Exercise passage:
* * *
It wasn't like that on the baseball field. His first day at Fort Osage High, his new baseball coach, David Fry, tried to speak to Pujols using Albert's cousin as interpreter. Pujols says, "I told my cousin, 'Tell him that I am here to play baseball. Let's go play. I'm not here to talk about anything.'"
His rise to the big leagues is now baseball lore. He hit like crazy in high school when pitchers actually gave him a chance—"I put up sick numbers," Pujols says. "I was a monster"—but he did not even make The Kansas City Star's first-team all-metro baseball team. He went to Maple Woods Community College in Kansas City, Mo., and in his first game he homered and made an unassisted triple play at shortstop, then his regular position. After a breathtaking 1999 season there (.461 with 22 homers), he did not get drafted until the 13th round by the St. Louis Cardinals that June.
"We all saw Albert about the same way," says Allard Baird, who was then general manager of the Kansas City Royals. "We weren't sure he had a position. He didn't have a great baseball body. We all saw him the same way, and we were all wrong."
They weren't just wrong. They were spectacularly wrong. It isn't as though Pujols made himself into a great player after he signed with the Cardinals. He was a finished product. He was older than his years. He played just one season in the minor leagues, as a third baseman, and he was so overwhelming that at the end of that season the Cardinals jumped him from A ball to Triple A, where he hit .367 in the Pacific Coast League playoffs and was named the postseason MVP. The next spring, he was a nonroster invitee to Cardinals training camp, and he was so impressive that within days manager Tony La Russa was telling St. Louis Post-Dispatch columnist Bernie Miklasz, "I've never seen anyone quite like him."
* * *
Stored data:

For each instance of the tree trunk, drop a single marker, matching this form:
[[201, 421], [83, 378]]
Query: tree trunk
* * *
Study questions:
**A)** According to the passage about Albert Pujols, which team drafted him, and in which round?
**B)** Continue the passage about Albert Pujols from its last sentence.

Task results:
**A)** The St. Louis Cardinals drafted him in the 13th round.

**B)**
In 2001, playing four positions, Pujols had one of the greatest rookie seasons in history. He hit .329 with 47 doubles, 37 homers, 130 RBIs and 112 runs scored. No rookie had put up numbers like that since his Cardinals teammate Mark McGwire did with the Oakland A's more than a decade earlier.
Pujols has been at least as good every year since. He says he judges himself not by his best seasons, but by his worst. The thing is, it's almost impossible to pick Pujols's worst season out of a lineup. Pick any season you want. It's fair to say that Pujols's worst big league season, repeated over an entire career, would get him elected into the Baseball Hall of Fame on the first ballot. He's like pizza: Even when he's bad, he's good.
It is more than his offense. He has made himself into a defensive marvel. Baseball analyst John Dewan has invented a video-based defensive rating system that breaks down every play a defender makes. Since its creation three years ago, the system has ranked Pujols the best defensive first baseman in the National League in each season.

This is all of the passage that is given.